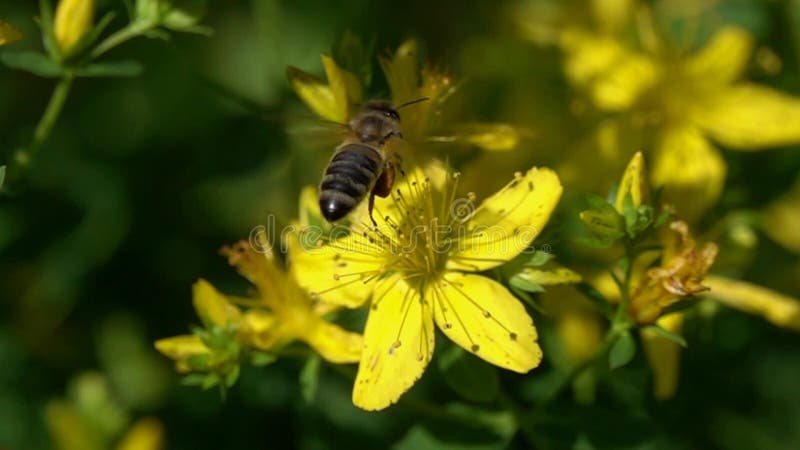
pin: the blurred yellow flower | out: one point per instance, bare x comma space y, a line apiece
634, 184
73, 20
672, 103
8, 33
418, 267
422, 122
680, 273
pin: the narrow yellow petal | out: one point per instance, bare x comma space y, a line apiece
398, 344
213, 307
634, 183
181, 347
334, 343
342, 272
777, 308
316, 94
664, 356
546, 277
750, 117
506, 223
72, 20
345, 87
8, 33
480, 315
689, 168
723, 59
145, 434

******

■ Short task
Reproduce every line of the records above, including the requests, with each coordinate in the answers shifted by adding -38 to it. Leave the pictures out of your answer.

■ Solution to this exercise
pin: the blurred yellow flower | out: one point per instance, bare x comma space y, a line apiece
596, 146
35, -18
634, 65
-30, -5
380, 229
384, 84
642, 235
pin: the narrow yellow petal | out: one point per instance, bare x comma space y, a line apiece
360, 306
175, 269
596, 145
143, 309
296, 305
304, 234
739, 270
278, 56
626, 318
508, 239
712, 79
468, 185
34, -18
307, 49
-30, -5
442, 277
651, 130
685, 21
107, 396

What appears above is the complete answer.